▸ Exercise goal
A verbatim copy of every entry is required.

▸ Data supplied
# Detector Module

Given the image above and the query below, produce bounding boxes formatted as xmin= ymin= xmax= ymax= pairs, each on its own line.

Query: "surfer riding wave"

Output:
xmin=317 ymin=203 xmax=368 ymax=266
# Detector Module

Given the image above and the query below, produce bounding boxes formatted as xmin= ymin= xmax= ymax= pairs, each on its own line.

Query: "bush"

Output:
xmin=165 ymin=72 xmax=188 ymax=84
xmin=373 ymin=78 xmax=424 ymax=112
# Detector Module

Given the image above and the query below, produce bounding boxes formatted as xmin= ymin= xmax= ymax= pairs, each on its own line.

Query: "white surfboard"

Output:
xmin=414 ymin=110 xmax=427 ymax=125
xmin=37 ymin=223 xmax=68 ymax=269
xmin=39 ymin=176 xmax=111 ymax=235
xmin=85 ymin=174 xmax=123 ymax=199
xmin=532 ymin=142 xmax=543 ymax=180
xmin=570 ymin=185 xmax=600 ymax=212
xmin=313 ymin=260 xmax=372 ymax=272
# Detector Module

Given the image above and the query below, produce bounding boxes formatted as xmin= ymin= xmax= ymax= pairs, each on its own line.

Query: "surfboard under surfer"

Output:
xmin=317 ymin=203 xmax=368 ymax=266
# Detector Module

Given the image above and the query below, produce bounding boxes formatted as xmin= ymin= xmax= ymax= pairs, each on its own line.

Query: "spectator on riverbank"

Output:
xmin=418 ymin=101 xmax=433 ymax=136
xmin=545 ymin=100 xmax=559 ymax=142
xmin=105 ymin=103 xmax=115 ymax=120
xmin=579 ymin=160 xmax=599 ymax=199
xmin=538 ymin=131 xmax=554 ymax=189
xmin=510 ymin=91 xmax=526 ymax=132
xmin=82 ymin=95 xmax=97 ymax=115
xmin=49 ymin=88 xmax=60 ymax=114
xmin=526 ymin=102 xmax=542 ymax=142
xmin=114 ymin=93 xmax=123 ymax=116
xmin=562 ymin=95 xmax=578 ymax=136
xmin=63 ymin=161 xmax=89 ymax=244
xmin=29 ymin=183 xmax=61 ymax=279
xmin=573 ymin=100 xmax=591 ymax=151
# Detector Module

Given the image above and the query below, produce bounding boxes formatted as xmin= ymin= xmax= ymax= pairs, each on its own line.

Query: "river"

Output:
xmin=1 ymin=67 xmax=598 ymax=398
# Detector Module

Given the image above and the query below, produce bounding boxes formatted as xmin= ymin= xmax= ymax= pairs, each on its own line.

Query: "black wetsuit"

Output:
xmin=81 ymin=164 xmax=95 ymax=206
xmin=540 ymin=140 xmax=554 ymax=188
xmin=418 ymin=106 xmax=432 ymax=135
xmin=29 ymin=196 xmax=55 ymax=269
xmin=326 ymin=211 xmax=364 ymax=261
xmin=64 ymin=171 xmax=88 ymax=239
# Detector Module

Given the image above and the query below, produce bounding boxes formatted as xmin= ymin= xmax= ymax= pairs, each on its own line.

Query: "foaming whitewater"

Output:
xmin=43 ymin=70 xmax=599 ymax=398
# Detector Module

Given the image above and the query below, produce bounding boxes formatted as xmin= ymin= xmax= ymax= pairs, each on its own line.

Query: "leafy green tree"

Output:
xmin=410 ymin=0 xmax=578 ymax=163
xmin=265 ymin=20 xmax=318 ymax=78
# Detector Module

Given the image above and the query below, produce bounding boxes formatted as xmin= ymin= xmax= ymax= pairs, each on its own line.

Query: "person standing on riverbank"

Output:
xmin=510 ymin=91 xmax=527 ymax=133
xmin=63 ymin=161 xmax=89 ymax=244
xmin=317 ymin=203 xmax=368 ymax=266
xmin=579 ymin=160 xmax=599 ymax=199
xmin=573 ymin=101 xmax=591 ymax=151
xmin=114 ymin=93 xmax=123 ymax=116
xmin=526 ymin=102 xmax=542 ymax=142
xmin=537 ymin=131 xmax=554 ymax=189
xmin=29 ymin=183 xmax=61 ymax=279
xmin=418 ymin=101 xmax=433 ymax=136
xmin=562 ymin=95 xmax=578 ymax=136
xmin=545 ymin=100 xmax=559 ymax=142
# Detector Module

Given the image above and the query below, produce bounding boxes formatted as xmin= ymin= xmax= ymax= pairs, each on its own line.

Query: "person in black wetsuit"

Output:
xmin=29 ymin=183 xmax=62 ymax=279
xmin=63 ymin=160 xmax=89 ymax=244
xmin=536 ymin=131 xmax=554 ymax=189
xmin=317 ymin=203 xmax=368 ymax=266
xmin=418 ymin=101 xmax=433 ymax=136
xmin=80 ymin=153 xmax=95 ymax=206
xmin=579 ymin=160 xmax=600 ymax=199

▸ The completed task
# Detector Module

Given the image above and the query below, produce bounding boxes formatted as xmin= ymin= xmax= ymax= pairs, each on its own line.

Query: "surfer riding wave"

Output:
xmin=317 ymin=203 xmax=368 ymax=266
# Detector Module

Given the image above and the query below, produce bounding boxes formatted as xmin= ymin= xmax= ymax= pairs, each on its own line.

Query: "bush"

Output:
xmin=165 ymin=72 xmax=188 ymax=84
xmin=373 ymin=78 xmax=424 ymax=112
# Detector Module

Given the image above and the query below, produce bounding boxes formatted as xmin= ymin= xmax= ymax= pairs, each on its own line.

Query: "white surfboard"

Output:
xmin=414 ymin=110 xmax=427 ymax=125
xmin=37 ymin=223 xmax=68 ymax=269
xmin=39 ymin=176 xmax=111 ymax=235
xmin=85 ymin=174 xmax=123 ymax=199
xmin=532 ymin=142 xmax=543 ymax=180
xmin=570 ymin=185 xmax=600 ymax=212
xmin=313 ymin=260 xmax=372 ymax=272
# Detector Module

Given the image above and the query below, produce bounding boxes formatted as xmin= ymin= xmax= ymax= pairs, each on its own line.

Query: "surfboard under surfer"

Output:
xmin=317 ymin=203 xmax=368 ymax=266
# Detector Module

Given the image above and the query below, produce bounding boxes formatted as xmin= ymin= xmax= ymax= pairs, each on its own line.

Query: "spectator on riverbank"

Output:
xmin=418 ymin=101 xmax=433 ymax=136
xmin=545 ymin=100 xmax=559 ymax=142
xmin=105 ymin=103 xmax=115 ymax=120
xmin=579 ymin=160 xmax=599 ymax=199
xmin=538 ymin=131 xmax=554 ymax=189
xmin=510 ymin=91 xmax=526 ymax=132
xmin=82 ymin=95 xmax=97 ymax=115
xmin=49 ymin=88 xmax=60 ymax=114
xmin=526 ymin=102 xmax=542 ymax=142
xmin=114 ymin=93 xmax=123 ymax=116
xmin=562 ymin=95 xmax=578 ymax=136
xmin=63 ymin=161 xmax=89 ymax=244
xmin=29 ymin=183 xmax=61 ymax=279
xmin=573 ymin=100 xmax=591 ymax=151
# Detector Module

Given the image above and the query below, produce bounding boxes formatted as xmin= ymin= xmax= ymax= pairs, each on its own line.

Query: "river"

Output:
xmin=1 ymin=67 xmax=598 ymax=398
# Detector Module

Given the image above and the query below, produce bounding boxes formatted as xmin= ymin= xmax= ymax= pairs, each on its own line.

Query: "black wetsuit"

Output:
xmin=81 ymin=164 xmax=95 ymax=206
xmin=540 ymin=140 xmax=554 ymax=188
xmin=418 ymin=106 xmax=432 ymax=135
xmin=29 ymin=196 xmax=55 ymax=269
xmin=326 ymin=211 xmax=364 ymax=261
xmin=64 ymin=171 xmax=88 ymax=239
# Detector Module

Given the image above and the query below, produce bounding boxes formatted as xmin= ymin= xmax= ymax= pairs, each on its own line.

Query: "foaming whitewater"

Output:
xmin=43 ymin=70 xmax=599 ymax=398
# Detector Module

Given the image above and the query below, produce bounding boxes formatted as xmin= ymin= xmax= ymax= pairs, each on its own line.

Query: "leafy green tree"

Output:
xmin=410 ymin=0 xmax=578 ymax=163
xmin=265 ymin=20 xmax=318 ymax=78
# Detector Module

Given the image above and the query below, produce bounding boxes formatted as xmin= ymin= xmax= ymax= pairs, each on its own line.

Query: "person standing on riverbank"

Output:
xmin=510 ymin=91 xmax=527 ymax=133
xmin=63 ymin=161 xmax=89 ymax=244
xmin=317 ymin=203 xmax=368 ymax=266
xmin=579 ymin=160 xmax=599 ymax=199
xmin=573 ymin=101 xmax=591 ymax=151
xmin=114 ymin=93 xmax=123 ymax=116
xmin=526 ymin=102 xmax=542 ymax=142
xmin=537 ymin=131 xmax=554 ymax=189
xmin=29 ymin=183 xmax=61 ymax=279
xmin=418 ymin=101 xmax=433 ymax=136
xmin=562 ymin=95 xmax=578 ymax=136
xmin=545 ymin=100 xmax=559 ymax=142
# Detector Module

Given the image above and the query below, produce bounding boxes formatted as xmin= ymin= xmax= ymax= pairs, each on its own line.

Query: "person in black wetsuit"

Output:
xmin=29 ymin=183 xmax=62 ymax=279
xmin=63 ymin=160 xmax=89 ymax=244
xmin=536 ymin=131 xmax=554 ymax=189
xmin=317 ymin=203 xmax=368 ymax=266
xmin=418 ymin=101 xmax=433 ymax=136
xmin=80 ymin=153 xmax=95 ymax=206
xmin=579 ymin=160 xmax=600 ymax=199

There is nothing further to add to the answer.